§ Image segmentation entries:
_____

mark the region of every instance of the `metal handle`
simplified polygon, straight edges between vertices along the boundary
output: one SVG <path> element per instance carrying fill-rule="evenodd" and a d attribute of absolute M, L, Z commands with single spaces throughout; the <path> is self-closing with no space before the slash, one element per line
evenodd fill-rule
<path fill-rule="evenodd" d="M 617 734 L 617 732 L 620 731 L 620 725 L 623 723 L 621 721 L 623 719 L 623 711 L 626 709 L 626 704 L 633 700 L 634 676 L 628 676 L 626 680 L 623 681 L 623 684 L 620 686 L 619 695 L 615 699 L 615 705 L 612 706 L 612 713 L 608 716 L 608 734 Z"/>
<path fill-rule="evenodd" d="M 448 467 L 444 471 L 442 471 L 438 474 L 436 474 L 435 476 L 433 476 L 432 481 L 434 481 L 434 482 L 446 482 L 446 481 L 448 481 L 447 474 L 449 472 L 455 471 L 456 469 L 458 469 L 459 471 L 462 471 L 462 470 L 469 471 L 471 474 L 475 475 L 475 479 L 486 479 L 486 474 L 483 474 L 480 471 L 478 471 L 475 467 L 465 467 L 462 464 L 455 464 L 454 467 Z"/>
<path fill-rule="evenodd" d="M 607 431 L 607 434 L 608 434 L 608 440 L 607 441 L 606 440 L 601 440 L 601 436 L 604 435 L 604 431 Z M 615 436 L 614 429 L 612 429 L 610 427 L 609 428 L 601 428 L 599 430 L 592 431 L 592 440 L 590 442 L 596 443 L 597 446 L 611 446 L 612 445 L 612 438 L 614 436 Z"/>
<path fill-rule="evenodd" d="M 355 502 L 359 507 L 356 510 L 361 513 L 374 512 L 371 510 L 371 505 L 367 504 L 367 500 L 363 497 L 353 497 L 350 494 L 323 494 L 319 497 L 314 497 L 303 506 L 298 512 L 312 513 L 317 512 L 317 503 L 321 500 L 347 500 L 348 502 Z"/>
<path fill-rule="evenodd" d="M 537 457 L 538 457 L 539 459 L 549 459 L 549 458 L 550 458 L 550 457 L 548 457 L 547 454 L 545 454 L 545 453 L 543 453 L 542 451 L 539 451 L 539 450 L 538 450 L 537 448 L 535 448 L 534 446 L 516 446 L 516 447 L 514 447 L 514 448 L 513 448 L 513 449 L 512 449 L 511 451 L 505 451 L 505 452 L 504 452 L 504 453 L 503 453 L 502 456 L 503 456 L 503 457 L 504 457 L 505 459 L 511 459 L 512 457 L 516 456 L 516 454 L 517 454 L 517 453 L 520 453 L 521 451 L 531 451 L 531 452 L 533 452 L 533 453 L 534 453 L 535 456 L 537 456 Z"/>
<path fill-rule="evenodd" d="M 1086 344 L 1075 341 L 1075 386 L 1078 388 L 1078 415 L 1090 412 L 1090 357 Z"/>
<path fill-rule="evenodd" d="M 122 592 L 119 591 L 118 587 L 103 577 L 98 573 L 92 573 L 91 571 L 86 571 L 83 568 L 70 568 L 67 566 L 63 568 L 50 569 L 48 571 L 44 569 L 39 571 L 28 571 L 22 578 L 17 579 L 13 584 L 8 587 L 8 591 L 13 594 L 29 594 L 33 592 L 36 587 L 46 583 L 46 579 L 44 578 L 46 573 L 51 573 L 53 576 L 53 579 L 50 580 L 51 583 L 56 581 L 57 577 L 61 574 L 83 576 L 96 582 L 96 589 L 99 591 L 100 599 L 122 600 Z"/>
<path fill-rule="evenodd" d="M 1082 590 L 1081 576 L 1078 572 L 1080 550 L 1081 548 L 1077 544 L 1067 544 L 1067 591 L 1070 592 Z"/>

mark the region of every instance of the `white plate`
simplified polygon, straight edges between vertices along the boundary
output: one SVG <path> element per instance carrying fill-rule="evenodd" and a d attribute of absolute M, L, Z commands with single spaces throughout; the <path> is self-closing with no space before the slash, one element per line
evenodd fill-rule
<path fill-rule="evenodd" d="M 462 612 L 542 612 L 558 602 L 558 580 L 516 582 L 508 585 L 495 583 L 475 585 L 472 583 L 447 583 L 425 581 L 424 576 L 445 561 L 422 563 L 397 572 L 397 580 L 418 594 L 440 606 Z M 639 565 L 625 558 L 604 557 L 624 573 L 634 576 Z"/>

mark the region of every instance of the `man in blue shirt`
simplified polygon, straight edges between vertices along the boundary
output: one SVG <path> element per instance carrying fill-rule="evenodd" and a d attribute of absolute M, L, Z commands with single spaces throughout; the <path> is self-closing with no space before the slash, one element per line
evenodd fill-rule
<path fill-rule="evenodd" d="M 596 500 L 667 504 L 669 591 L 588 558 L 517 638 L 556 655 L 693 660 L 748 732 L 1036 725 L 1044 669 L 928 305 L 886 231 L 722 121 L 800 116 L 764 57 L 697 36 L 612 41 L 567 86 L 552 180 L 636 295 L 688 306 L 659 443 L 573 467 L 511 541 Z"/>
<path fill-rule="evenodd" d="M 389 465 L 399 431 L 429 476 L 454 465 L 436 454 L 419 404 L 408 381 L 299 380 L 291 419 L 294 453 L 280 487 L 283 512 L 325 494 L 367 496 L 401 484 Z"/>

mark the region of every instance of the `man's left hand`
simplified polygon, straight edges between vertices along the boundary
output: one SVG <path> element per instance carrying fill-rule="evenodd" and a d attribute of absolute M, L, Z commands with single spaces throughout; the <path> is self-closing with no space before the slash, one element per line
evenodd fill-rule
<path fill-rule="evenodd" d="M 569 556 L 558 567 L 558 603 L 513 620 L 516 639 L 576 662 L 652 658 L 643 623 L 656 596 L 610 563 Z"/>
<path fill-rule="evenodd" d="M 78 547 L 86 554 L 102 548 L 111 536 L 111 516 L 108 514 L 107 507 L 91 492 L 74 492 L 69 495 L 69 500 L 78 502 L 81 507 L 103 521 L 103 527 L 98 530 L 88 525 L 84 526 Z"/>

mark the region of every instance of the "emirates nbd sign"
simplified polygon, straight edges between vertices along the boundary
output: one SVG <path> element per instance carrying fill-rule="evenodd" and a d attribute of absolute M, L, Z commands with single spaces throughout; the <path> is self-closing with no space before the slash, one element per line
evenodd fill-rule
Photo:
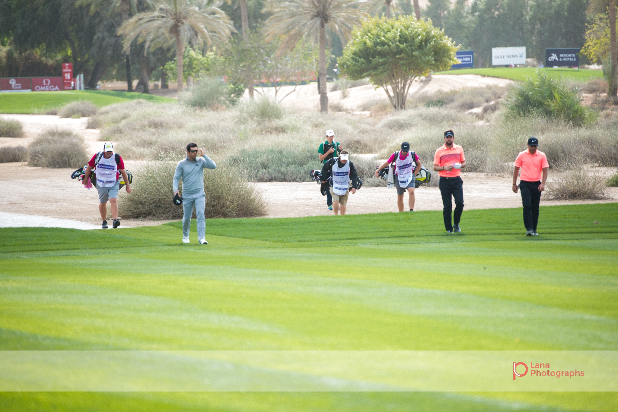
<path fill-rule="evenodd" d="M 491 64 L 494 66 L 507 64 L 525 64 L 526 48 L 494 47 L 491 48 Z"/>

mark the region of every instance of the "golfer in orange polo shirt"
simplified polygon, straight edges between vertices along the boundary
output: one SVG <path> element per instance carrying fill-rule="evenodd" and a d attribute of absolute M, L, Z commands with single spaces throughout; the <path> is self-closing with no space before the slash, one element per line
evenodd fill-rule
<path fill-rule="evenodd" d="M 517 174 L 519 169 L 522 169 L 519 187 L 522 190 L 523 224 L 526 227 L 527 236 L 538 235 L 536 224 L 539 221 L 539 204 L 541 193 L 545 190 L 547 170 L 549 168 L 547 157 L 538 150 L 538 146 L 539 141 L 536 137 L 528 139 L 528 149 L 517 155 L 513 170 L 513 191 L 517 193 Z"/>
<path fill-rule="evenodd" d="M 445 132 L 444 144 L 436 151 L 433 156 L 433 170 L 440 172 L 440 193 L 444 207 L 442 214 L 444 227 L 449 233 L 462 231 L 459 221 L 464 211 L 464 182 L 460 176 L 461 169 L 465 167 L 465 158 L 462 146 L 453 144 L 454 140 L 455 133 L 452 130 Z M 452 219 L 454 225 L 451 220 L 451 211 L 453 207 L 451 196 L 455 199 L 455 212 Z"/>

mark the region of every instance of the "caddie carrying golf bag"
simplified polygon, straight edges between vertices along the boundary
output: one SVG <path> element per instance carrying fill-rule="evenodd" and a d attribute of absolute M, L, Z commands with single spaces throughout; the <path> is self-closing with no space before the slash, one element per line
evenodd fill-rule
<path fill-rule="evenodd" d="M 120 164 L 120 154 L 116 153 L 116 164 Z M 96 165 L 99 164 L 99 161 L 101 160 L 101 158 L 103 156 L 103 152 L 100 151 L 96 154 L 96 157 L 95 158 L 95 167 L 93 168 L 92 170 L 90 172 L 90 182 L 92 183 L 92 185 L 96 187 Z M 71 179 L 76 179 L 78 180 L 83 180 L 84 177 L 86 175 L 86 169 L 88 167 L 87 164 L 83 167 L 81 167 L 75 170 L 73 173 L 71 174 Z M 133 183 L 133 174 L 129 170 L 125 170 L 127 172 L 127 177 L 129 178 L 129 184 L 130 185 Z M 122 188 L 124 186 L 124 177 L 122 177 L 122 174 L 120 175 L 120 188 Z"/>

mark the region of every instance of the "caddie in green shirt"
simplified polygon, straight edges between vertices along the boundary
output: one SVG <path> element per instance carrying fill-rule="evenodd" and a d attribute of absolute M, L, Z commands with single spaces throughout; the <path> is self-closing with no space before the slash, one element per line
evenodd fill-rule
<path fill-rule="evenodd" d="M 335 137 L 335 132 L 332 130 L 326 130 L 326 140 L 323 143 L 320 143 L 320 148 L 318 148 L 318 153 L 320 154 L 320 161 L 326 163 L 329 159 L 337 158 L 341 151 L 341 145 L 338 141 L 332 141 Z M 327 145 L 327 149 L 324 151 L 324 145 Z M 326 153 L 324 153 L 326 152 Z M 326 191 L 326 204 L 328 206 L 328 210 L 332 210 L 332 196 L 329 191 Z"/>

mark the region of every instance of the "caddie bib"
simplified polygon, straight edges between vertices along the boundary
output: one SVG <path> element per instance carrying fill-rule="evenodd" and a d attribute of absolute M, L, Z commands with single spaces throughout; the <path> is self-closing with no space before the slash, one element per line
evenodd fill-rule
<path fill-rule="evenodd" d="M 397 166 L 397 175 L 399 179 L 399 187 L 406 188 L 414 177 L 414 168 L 412 163 L 414 159 L 412 154 L 413 152 L 408 152 L 408 156 L 404 160 L 399 158 L 399 153 L 397 154 L 395 159 L 395 165 Z"/>
<path fill-rule="evenodd" d="M 109 159 L 101 156 L 96 165 L 96 185 L 111 187 L 117 180 L 118 165 L 116 162 L 116 156 L 114 154 Z"/>
<path fill-rule="evenodd" d="M 350 161 L 345 162 L 343 167 L 339 166 L 339 159 L 334 159 L 332 165 L 332 193 L 343 196 L 347 192 L 350 185 Z"/>

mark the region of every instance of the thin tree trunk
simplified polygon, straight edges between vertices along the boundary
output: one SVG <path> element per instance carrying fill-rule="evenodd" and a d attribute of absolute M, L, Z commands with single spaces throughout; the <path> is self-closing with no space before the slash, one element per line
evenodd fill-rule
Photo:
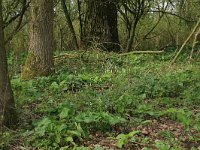
<path fill-rule="evenodd" d="M 50 75 L 53 64 L 53 1 L 33 0 L 29 53 L 23 68 L 22 78 Z"/>
<path fill-rule="evenodd" d="M 86 46 L 119 51 L 117 7 L 114 0 L 87 0 L 83 30 Z"/>
<path fill-rule="evenodd" d="M 77 0 L 78 4 L 78 15 L 79 15 L 79 25 L 80 25 L 80 40 L 83 41 L 83 21 L 82 21 L 82 15 L 81 15 L 81 1 Z"/>
<path fill-rule="evenodd" d="M 13 127 L 17 123 L 17 114 L 13 92 L 8 76 L 8 65 L 3 34 L 2 0 L 0 0 L 0 130 L 3 126 Z"/>
<path fill-rule="evenodd" d="M 79 49 L 78 41 L 77 41 L 77 38 L 76 38 L 76 33 L 75 33 L 75 30 L 74 30 L 74 27 L 73 27 L 73 24 L 72 24 L 72 21 L 71 21 L 71 18 L 70 18 L 69 11 L 68 11 L 67 6 L 65 4 L 65 0 L 61 0 L 61 5 L 62 5 L 63 11 L 65 13 L 65 17 L 66 17 L 67 24 L 69 26 L 70 32 L 72 34 L 74 47 L 75 47 L 75 49 Z"/>

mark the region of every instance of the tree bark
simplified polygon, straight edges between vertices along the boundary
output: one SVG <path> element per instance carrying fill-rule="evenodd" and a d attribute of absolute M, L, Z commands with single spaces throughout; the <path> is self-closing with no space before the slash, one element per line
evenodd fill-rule
<path fill-rule="evenodd" d="M 0 130 L 3 126 L 14 127 L 17 123 L 15 102 L 8 76 L 8 65 L 3 34 L 2 0 L 0 0 Z"/>
<path fill-rule="evenodd" d="M 32 1 L 29 53 L 22 72 L 23 79 L 47 76 L 54 71 L 53 15 L 52 0 Z"/>
<path fill-rule="evenodd" d="M 68 8 L 67 8 L 67 6 L 65 4 L 65 0 L 61 0 L 61 5 L 62 5 L 63 11 L 65 13 L 65 17 L 66 17 L 67 24 L 69 26 L 70 32 L 72 34 L 74 48 L 75 49 L 79 49 L 78 41 L 77 41 L 77 38 L 76 38 L 76 33 L 75 33 L 75 30 L 74 30 L 74 27 L 73 27 L 73 24 L 72 24 L 72 21 L 71 21 L 71 18 L 70 18 L 70 14 L 69 14 Z"/>
<path fill-rule="evenodd" d="M 87 0 L 83 40 L 96 42 L 107 51 L 119 51 L 117 7 L 115 0 Z"/>

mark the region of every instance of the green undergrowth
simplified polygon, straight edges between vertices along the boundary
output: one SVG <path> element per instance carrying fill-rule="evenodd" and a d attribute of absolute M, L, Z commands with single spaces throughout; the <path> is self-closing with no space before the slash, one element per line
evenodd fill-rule
<path fill-rule="evenodd" d="M 188 63 L 183 56 L 170 65 L 173 55 L 72 52 L 55 60 L 52 76 L 23 81 L 16 74 L 12 86 L 20 125 L 2 134 L 0 147 L 89 149 L 85 141 L 100 132 L 119 149 L 132 149 L 130 143 L 144 149 L 187 149 L 184 138 L 197 149 L 200 63 Z M 156 140 L 137 130 L 163 119 L 180 123 L 182 136 L 163 130 Z"/>

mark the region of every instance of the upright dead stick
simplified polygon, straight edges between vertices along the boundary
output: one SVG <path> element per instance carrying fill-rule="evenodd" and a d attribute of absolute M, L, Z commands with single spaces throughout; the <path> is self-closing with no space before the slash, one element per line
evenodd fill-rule
<path fill-rule="evenodd" d="M 190 40 L 190 38 L 192 37 L 192 35 L 195 33 L 195 31 L 197 30 L 198 26 L 200 24 L 200 18 L 197 22 L 197 24 L 195 25 L 194 29 L 192 30 L 192 32 L 190 33 L 190 35 L 188 36 L 188 38 L 185 40 L 185 42 L 183 43 L 183 45 L 181 46 L 181 48 L 179 49 L 178 53 L 176 54 L 176 56 L 174 57 L 174 59 L 171 61 L 171 64 L 174 64 L 178 58 L 178 56 L 180 55 L 180 53 L 182 52 L 183 48 L 185 47 L 185 45 L 187 44 L 187 42 Z"/>

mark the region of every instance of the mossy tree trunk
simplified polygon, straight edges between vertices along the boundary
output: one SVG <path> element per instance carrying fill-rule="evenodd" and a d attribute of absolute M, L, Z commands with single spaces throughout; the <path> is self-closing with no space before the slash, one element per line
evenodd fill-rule
<path fill-rule="evenodd" d="M 0 130 L 16 125 L 17 114 L 8 76 L 8 65 L 3 34 L 2 0 L 0 0 Z"/>
<path fill-rule="evenodd" d="M 53 0 L 31 3 L 29 53 L 23 79 L 47 76 L 53 72 Z"/>
<path fill-rule="evenodd" d="M 119 51 L 116 0 L 86 0 L 83 41 L 107 51 Z"/>

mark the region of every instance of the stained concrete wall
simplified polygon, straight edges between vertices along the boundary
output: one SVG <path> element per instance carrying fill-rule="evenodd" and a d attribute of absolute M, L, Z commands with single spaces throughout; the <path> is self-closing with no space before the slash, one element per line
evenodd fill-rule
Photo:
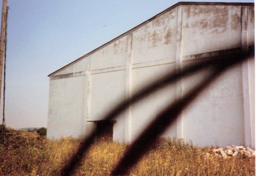
<path fill-rule="evenodd" d="M 253 7 L 200 4 L 174 5 L 50 75 L 47 137 L 88 134 L 110 108 L 164 73 L 217 56 L 216 51 L 254 45 Z M 250 61 L 222 75 L 163 136 L 200 146 L 255 147 L 254 68 Z M 134 140 L 206 74 L 184 79 L 130 108 L 116 119 L 114 140 Z"/>

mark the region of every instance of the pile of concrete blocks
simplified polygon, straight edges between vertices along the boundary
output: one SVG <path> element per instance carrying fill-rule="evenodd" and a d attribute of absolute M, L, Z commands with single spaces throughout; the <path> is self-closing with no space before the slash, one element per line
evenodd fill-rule
<path fill-rule="evenodd" d="M 255 150 L 249 147 L 244 147 L 243 146 L 227 146 L 226 149 L 222 148 L 213 148 L 210 153 L 206 153 L 204 156 L 208 157 L 211 155 L 226 157 L 228 156 L 235 156 L 241 155 L 247 157 L 255 157 Z"/>

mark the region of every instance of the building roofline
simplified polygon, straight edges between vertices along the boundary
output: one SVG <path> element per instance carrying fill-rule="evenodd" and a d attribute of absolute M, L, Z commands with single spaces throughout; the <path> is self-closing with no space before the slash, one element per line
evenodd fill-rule
<path fill-rule="evenodd" d="M 134 30 L 139 28 L 140 27 L 143 26 L 144 26 L 144 25 L 149 23 L 151 21 L 157 18 L 158 17 L 162 15 L 165 13 L 166 12 L 169 12 L 170 10 L 174 9 L 174 8 L 176 7 L 179 5 L 232 5 L 232 6 L 254 6 L 254 3 L 224 3 L 224 2 L 214 3 L 214 2 L 179 2 L 177 3 L 176 3 L 175 4 L 171 6 L 170 7 L 169 7 L 168 8 L 166 9 L 165 10 L 162 12 L 160 12 L 160 13 L 157 14 L 153 17 L 152 17 L 150 18 L 148 20 L 147 20 L 145 21 L 144 21 L 144 22 L 140 23 L 140 24 L 139 24 L 138 26 L 135 26 L 133 28 L 132 28 L 132 29 L 130 29 L 128 31 L 124 33 L 123 33 L 123 34 L 121 34 L 120 36 L 115 38 L 114 39 L 113 39 L 112 40 L 110 40 L 109 42 L 108 42 L 107 43 L 103 44 L 102 45 L 100 46 L 99 47 L 97 48 L 96 49 L 88 52 L 87 54 L 86 54 L 78 58 L 78 59 L 70 62 L 70 63 L 64 66 L 64 67 L 62 67 L 56 70 L 54 72 L 50 74 L 49 75 L 48 75 L 48 76 L 50 76 L 53 75 L 54 75 L 55 74 L 56 74 L 57 73 L 65 69 L 67 67 L 69 67 L 70 66 L 77 62 L 83 59 L 88 56 L 99 51 L 101 48 L 102 48 L 104 47 L 105 47 L 106 46 L 107 46 L 109 44 L 112 44 L 112 43 L 114 42 L 115 42 L 117 40 L 119 39 L 120 38 L 122 38 L 124 36 L 125 36 L 127 35 L 128 34 L 129 34 L 132 32 Z"/>

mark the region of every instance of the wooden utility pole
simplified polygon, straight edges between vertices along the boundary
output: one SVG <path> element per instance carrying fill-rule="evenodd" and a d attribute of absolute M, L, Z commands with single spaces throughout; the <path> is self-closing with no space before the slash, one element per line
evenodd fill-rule
<path fill-rule="evenodd" d="M 6 17 L 7 16 L 7 0 L 3 1 L 2 10 L 2 21 L 1 24 L 1 34 L 0 36 L 0 102 L 2 90 L 2 77 L 3 77 L 3 65 L 4 63 L 4 46 L 5 42 L 5 32 Z M 0 103 L 0 105 L 1 103 Z M 4 142 L 5 122 L 4 115 L 3 118 L 3 128 L 2 129 L 1 143 Z"/>
<path fill-rule="evenodd" d="M 2 77 L 3 65 L 4 63 L 4 43 L 5 40 L 5 28 L 6 27 L 7 0 L 3 1 L 2 21 L 1 24 L 1 35 L 0 36 L 0 102 L 2 90 Z M 0 103 L 1 105 L 1 103 Z"/>

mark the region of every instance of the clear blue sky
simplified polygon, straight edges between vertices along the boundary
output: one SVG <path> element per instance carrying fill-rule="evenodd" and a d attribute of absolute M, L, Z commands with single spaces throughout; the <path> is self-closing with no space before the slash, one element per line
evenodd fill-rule
<path fill-rule="evenodd" d="M 48 75 L 179 1 L 8 0 L 6 125 L 47 127 Z"/>

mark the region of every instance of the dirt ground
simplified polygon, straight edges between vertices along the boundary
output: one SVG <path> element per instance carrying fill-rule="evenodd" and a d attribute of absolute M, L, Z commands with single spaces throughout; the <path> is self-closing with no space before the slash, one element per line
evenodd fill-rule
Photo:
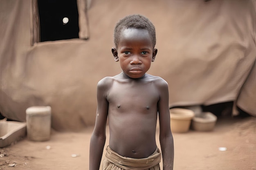
<path fill-rule="evenodd" d="M 25 137 L 0 148 L 4 156 L 0 158 L 0 169 L 88 170 L 92 130 L 90 127 L 79 132 L 52 130 L 50 139 L 44 142 Z M 175 170 L 256 170 L 256 117 L 219 117 L 212 131 L 190 130 L 173 135 Z M 158 135 L 157 129 L 156 138 L 160 148 Z M 108 143 L 107 138 L 105 146 Z M 227 150 L 220 151 L 220 147 Z M 8 166 L 13 163 L 15 166 Z"/>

_____

§ OBJECTIVE: Using the records above, extract exactly and only the lines from the one with "mark the region of every instance of the clear" through the final line, inclusive, leaving out pictures.

§ ANSWER TO THE PROBLEM:
mark the region of every instance of the clear blue sky
simplified polygon, straight edges between vertices along the boundary
output: one SVG <path> element per instance carrying fill-rule="evenodd" and a d attribute of absolute M, L, Z commands with single spaces throughout; the <path> is self-closing with no space before the slash, one element per line
evenodd fill-rule
<path fill-rule="evenodd" d="M 48 75 L 179 1 L 8 0 L 6 125 L 47 127 Z"/>

mark the region of every instance of the dirt ground
simplified polygon, straight edges between vertices along the boundary
output: one SVG <path> element per instance carrying fill-rule="evenodd" and a d attribute of absolute M, L, Z commands with single spaces throughout; the <path> is self-closing with no space before the slash, one element per line
evenodd fill-rule
Photo:
<path fill-rule="evenodd" d="M 25 137 L 0 148 L 4 156 L 0 158 L 0 169 L 88 170 L 92 130 L 90 127 L 79 132 L 52 130 L 50 139 L 44 142 Z M 175 170 L 256 170 L 256 117 L 219 117 L 212 131 L 190 130 L 173 135 Z M 158 135 L 157 129 L 156 138 L 160 148 Z M 108 143 L 107 138 L 105 146 Z M 227 150 L 220 151 L 220 147 Z M 8 166 L 13 163 L 15 166 Z"/>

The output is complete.